**TO BE DONE**
- 1) From the profile of Ndavi Nokeri, extract everything from "South African beauty pageant titleholder (born" down to "the Top 16.".
- 2) Please state whether each statement agrees with the profile of Ndavi Nokeri. Answer yes or no, and quote the deciding words. (a) She studied at the University of Pretoria. (b) She won Miss Universe 2022. (c) She was born in Tzaneen.
- 3) Answer these questions using the profile of Ndavi Nokeri.
(a) What is her height?
(b) What is her occupation?
(c) Which title was she crowned?

**DOCUMENT EXTRACT**
- Born: Ndavi Nokeri 25 January 1999 (age 27) Tzaneen, Limpopo, South Africa
- Education: University of Pretoria
- Occupation: Model
- Height: 1.70 m (5 ft 7 in)
- Beauty pageant titleholder
- Title: Miss South Africa 2022
- Major competitions: Miss South Africa 2022; (Winner); Miss Universe 2022; (Top 16);

= Ndavi Nokeri =

South African beauty pageant titleholder (born 1999)

Ndavi Nokeri (born 25 January 1999) is a South African beauty pageant titleholder who was crowned Miss South Africa 2022 and represented South Africa at the Miss Universe 2022 and was placed in the Top 16.

(Dataset entries)
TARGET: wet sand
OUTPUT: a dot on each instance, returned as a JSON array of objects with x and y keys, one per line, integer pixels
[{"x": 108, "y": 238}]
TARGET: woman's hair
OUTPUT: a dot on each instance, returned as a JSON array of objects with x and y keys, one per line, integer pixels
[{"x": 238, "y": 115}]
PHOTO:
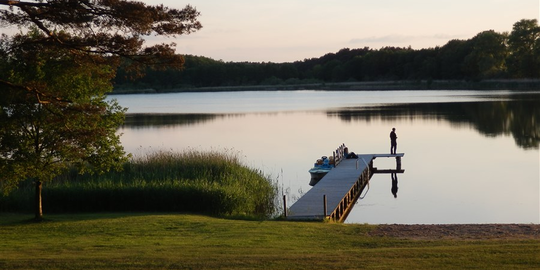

**OUTPUTS**
- 1)
South African beauty pageant titleholder (born 1999)

Ndavi Nokeri (born 25 January 1999) is a South African beauty pageant titleholder who was crowned Miss South Africa 2022 and represented South Africa at the Miss Universe 2022 and was placed in the Top 16.

- 2)
(a) Yes: "Education: University of Pretoria"
(b) No: "Miss Universe 2022; (Top 16)"
(c) Yes: "Tzaneen, Limpopo, South Africa"

- 3)
(a) 1.70 m (5 ft 7 in)
(b) Model
(c) Miss South Africa 2022